### Exercise goal
Report every line of the records that contains the string "path", treating uppercase and lowercase letters as distinct.

(begin)

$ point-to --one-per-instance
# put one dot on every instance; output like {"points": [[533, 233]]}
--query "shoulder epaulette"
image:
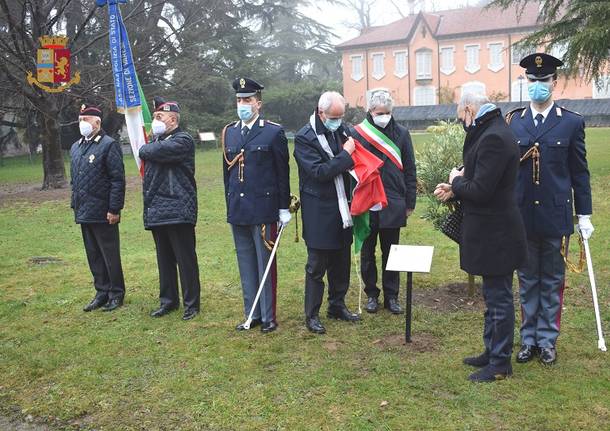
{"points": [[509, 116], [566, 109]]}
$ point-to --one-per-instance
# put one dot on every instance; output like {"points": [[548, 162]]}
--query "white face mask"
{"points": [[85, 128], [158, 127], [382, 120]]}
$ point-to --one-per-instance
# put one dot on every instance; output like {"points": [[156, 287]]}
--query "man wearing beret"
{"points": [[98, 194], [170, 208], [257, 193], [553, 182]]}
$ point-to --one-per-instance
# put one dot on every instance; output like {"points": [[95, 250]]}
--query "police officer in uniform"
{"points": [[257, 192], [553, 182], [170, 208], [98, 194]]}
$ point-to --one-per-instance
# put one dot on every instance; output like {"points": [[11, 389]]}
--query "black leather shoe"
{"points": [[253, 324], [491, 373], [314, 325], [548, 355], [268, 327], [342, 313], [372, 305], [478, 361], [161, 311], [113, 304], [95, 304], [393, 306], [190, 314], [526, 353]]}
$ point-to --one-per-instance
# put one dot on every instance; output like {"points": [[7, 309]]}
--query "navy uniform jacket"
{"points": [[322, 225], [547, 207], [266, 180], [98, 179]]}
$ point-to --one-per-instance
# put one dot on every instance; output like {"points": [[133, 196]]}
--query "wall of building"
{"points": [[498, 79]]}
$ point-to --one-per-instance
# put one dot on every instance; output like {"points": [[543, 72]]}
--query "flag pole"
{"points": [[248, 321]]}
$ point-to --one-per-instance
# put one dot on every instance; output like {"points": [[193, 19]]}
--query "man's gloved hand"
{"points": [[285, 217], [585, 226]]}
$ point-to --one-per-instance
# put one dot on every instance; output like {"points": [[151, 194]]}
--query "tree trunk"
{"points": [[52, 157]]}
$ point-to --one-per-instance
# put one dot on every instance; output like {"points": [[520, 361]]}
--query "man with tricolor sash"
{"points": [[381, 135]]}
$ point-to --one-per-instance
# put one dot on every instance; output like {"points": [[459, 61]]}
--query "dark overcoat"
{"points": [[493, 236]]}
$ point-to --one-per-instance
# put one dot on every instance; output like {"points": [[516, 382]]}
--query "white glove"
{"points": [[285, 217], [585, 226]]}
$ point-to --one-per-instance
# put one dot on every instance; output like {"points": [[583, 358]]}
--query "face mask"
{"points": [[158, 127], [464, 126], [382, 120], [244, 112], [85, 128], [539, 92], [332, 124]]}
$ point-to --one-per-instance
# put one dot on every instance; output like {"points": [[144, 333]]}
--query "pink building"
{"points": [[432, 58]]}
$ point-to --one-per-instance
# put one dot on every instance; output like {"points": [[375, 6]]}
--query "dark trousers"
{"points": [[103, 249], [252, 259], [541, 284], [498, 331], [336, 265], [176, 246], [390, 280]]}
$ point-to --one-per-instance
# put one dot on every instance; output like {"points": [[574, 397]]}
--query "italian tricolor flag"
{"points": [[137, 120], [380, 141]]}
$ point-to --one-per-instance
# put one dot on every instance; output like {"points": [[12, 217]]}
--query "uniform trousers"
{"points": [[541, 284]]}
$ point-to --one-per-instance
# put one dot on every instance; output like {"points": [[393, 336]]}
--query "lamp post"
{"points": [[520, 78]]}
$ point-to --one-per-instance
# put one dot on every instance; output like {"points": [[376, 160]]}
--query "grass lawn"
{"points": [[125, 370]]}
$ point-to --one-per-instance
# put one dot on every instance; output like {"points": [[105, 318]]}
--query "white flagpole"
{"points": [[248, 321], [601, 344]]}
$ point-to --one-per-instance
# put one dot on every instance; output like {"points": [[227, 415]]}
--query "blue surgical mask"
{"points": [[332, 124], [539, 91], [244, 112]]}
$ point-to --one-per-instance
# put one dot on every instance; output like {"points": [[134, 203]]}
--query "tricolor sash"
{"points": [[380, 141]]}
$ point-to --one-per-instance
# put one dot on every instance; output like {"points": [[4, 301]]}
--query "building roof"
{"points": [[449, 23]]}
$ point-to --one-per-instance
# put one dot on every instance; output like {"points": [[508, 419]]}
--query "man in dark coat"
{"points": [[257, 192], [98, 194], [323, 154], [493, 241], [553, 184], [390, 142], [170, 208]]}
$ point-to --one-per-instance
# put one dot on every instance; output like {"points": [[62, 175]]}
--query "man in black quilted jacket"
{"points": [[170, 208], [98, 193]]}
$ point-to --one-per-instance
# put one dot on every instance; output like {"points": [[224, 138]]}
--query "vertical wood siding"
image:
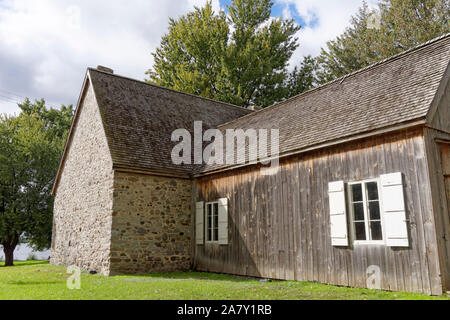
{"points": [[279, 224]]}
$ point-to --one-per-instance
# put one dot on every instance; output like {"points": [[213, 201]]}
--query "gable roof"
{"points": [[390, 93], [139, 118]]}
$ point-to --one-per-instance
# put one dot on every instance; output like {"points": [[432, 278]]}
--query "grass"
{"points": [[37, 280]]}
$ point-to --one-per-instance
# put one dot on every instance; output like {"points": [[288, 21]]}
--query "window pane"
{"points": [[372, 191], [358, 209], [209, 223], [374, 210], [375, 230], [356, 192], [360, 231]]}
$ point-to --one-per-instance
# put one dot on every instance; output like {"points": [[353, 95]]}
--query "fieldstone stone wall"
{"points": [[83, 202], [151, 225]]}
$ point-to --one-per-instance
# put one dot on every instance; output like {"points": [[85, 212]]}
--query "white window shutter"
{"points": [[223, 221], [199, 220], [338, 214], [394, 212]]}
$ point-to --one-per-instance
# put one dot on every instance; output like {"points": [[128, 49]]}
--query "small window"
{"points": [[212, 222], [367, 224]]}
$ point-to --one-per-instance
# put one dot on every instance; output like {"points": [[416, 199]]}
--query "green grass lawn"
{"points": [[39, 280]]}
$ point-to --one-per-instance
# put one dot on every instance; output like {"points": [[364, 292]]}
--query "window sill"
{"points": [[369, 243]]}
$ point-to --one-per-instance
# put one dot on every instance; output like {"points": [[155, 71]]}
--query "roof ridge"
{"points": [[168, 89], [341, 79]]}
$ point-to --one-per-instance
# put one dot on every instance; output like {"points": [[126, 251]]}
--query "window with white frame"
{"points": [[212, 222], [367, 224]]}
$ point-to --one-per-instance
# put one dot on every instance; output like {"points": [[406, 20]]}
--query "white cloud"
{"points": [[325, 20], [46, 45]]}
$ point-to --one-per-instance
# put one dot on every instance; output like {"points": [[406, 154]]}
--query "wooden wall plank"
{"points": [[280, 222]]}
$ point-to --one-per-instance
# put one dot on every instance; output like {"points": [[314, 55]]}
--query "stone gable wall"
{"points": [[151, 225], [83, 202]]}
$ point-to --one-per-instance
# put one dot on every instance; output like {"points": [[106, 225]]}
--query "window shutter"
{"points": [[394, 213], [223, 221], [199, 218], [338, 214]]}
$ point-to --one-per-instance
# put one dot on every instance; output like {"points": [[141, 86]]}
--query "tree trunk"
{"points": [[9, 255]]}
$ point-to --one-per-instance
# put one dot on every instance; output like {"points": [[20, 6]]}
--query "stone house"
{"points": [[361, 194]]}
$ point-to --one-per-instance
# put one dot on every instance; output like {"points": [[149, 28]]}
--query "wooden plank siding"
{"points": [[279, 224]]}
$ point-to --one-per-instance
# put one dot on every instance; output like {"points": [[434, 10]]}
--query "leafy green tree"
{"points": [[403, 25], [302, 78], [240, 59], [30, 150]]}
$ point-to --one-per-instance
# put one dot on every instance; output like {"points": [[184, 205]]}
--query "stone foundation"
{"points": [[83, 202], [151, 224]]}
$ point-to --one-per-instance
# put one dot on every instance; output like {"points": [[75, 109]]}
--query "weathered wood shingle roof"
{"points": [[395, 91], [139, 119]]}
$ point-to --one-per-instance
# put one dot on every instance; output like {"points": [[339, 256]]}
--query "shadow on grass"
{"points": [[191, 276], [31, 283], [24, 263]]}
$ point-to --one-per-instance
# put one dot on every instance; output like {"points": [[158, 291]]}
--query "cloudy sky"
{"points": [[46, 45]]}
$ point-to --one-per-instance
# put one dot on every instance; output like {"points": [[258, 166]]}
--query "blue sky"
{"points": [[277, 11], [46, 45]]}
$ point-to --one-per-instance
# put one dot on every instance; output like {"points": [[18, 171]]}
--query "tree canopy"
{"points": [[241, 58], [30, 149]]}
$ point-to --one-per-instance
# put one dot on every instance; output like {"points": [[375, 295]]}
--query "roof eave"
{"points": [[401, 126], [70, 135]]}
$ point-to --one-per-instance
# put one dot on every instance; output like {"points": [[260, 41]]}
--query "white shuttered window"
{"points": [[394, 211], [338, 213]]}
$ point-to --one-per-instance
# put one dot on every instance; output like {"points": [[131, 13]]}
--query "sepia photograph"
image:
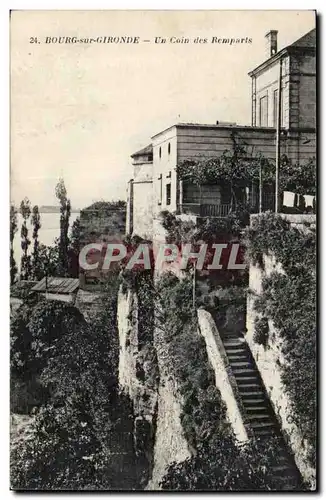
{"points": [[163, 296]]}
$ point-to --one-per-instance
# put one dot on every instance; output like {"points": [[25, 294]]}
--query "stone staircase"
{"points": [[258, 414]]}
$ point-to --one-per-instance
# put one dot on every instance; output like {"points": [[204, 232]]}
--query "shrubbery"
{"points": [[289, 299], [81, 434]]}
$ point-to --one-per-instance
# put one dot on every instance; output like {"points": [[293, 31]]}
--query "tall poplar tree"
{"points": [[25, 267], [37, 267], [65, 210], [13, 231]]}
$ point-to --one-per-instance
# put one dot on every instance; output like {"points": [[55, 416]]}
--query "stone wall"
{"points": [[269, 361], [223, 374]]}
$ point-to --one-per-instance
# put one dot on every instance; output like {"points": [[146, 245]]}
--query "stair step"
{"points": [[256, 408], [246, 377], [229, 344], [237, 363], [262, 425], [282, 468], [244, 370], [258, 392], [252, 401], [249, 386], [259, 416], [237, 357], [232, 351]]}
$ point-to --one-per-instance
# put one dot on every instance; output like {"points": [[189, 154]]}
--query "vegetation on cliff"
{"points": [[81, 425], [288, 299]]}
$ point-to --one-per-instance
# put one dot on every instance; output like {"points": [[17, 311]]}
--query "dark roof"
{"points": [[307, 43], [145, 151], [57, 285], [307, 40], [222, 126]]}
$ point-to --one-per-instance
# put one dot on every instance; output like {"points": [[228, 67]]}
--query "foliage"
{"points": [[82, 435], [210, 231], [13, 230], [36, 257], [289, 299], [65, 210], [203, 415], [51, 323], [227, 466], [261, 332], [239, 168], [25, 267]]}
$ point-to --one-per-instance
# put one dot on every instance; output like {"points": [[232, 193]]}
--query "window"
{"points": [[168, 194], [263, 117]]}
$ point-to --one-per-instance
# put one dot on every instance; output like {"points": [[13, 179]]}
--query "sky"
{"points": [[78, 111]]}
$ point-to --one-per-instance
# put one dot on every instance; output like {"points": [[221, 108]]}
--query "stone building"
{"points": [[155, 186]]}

(end)
(begin)

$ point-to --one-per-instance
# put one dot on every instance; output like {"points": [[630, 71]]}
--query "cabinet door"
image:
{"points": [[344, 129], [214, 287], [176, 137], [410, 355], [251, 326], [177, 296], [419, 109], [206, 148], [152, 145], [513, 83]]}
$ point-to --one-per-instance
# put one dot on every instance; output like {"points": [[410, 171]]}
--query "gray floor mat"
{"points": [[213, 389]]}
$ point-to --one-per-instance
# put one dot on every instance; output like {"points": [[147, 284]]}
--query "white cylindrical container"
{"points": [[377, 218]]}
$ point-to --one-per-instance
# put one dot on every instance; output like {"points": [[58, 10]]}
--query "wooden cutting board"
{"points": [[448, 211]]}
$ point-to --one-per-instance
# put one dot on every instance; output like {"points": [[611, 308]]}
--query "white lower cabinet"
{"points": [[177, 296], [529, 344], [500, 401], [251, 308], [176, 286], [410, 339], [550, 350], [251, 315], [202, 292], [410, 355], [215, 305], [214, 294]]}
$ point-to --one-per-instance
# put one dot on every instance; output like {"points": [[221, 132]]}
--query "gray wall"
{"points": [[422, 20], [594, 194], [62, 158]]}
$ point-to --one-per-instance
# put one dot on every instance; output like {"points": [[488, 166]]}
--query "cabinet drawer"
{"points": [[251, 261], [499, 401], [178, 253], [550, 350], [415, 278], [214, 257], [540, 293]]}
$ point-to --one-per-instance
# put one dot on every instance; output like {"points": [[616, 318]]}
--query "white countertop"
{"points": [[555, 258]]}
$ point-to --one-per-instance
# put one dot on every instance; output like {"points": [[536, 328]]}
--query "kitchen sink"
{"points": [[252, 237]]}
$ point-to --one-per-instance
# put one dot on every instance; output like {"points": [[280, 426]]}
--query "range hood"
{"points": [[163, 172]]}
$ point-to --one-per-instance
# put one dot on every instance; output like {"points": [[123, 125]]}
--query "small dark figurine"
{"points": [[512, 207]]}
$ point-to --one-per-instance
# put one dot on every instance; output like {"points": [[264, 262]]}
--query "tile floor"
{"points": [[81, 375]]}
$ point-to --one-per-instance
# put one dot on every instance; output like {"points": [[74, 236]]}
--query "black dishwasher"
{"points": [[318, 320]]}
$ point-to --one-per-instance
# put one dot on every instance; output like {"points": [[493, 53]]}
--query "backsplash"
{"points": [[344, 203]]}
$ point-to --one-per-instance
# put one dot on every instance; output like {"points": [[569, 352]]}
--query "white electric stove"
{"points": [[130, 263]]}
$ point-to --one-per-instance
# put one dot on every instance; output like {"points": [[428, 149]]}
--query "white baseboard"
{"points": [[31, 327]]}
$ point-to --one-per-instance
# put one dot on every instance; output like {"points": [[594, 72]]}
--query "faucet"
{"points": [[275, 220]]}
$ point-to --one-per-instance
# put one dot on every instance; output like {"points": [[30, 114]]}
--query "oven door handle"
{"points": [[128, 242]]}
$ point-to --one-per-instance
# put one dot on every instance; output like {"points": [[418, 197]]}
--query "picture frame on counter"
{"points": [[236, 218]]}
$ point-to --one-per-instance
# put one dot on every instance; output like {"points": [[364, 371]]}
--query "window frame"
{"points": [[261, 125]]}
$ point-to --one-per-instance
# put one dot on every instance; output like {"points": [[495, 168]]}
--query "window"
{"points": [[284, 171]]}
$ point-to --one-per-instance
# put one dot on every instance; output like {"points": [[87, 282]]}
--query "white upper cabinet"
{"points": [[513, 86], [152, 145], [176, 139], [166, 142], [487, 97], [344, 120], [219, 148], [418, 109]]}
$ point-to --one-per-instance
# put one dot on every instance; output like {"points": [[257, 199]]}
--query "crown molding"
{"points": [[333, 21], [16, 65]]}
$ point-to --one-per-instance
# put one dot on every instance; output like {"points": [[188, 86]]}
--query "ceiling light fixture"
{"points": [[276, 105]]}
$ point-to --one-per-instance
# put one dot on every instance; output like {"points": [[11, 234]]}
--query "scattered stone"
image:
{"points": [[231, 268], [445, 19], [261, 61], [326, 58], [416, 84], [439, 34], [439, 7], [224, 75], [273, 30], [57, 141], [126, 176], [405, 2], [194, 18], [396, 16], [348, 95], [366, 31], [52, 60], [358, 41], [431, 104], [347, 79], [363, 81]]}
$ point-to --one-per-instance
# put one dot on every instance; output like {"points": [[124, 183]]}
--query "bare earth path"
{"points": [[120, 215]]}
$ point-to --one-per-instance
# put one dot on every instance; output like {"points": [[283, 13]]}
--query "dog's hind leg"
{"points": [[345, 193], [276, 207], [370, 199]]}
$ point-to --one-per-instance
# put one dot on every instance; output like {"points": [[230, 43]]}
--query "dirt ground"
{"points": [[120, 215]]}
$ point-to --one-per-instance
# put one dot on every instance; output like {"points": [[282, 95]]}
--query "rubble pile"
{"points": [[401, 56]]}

(end)
(begin)

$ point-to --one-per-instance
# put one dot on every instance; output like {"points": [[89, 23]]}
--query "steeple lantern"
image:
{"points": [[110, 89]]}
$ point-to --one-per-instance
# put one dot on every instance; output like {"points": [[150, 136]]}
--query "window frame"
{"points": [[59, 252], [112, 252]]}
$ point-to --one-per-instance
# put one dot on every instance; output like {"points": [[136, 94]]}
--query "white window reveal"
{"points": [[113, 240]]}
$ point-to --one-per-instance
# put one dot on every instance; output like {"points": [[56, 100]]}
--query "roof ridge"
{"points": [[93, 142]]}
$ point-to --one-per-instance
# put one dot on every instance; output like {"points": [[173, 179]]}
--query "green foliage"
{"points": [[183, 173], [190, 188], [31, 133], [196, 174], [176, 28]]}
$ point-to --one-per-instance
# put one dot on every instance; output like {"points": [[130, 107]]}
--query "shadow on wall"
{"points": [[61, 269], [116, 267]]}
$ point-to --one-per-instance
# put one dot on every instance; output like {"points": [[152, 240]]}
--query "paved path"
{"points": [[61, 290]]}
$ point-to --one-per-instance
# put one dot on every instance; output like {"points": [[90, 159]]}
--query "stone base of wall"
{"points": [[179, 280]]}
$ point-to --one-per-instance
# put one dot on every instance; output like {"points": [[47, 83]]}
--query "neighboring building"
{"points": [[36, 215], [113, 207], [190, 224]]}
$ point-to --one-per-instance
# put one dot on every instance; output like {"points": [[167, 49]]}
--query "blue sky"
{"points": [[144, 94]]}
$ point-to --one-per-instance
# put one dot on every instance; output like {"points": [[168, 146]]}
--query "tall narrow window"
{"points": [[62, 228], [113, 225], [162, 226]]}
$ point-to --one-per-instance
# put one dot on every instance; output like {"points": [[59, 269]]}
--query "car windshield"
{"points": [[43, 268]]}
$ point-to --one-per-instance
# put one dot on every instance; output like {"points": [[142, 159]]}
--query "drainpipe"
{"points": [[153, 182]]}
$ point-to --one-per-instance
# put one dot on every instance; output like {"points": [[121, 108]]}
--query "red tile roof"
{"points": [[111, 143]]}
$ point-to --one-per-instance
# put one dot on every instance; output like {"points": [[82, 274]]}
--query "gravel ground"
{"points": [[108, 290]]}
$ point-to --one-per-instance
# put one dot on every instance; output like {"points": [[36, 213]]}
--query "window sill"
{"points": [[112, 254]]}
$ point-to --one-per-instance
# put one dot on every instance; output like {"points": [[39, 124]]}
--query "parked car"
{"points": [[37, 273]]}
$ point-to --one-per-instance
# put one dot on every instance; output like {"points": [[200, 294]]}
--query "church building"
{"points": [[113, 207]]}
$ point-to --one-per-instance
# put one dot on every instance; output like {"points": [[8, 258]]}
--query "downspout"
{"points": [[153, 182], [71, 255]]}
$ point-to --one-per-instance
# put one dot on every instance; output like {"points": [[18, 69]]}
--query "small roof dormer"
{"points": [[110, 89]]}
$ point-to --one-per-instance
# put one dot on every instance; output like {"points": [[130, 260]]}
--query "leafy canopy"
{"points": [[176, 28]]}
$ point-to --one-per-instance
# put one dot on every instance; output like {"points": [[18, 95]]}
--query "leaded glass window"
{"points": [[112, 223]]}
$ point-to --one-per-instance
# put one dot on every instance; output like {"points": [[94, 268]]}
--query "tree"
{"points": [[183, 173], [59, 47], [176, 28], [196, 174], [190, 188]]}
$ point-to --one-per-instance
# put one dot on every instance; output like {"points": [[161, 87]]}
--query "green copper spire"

(end)

### Exercise response
--query "bare earth path"
--query "paved path"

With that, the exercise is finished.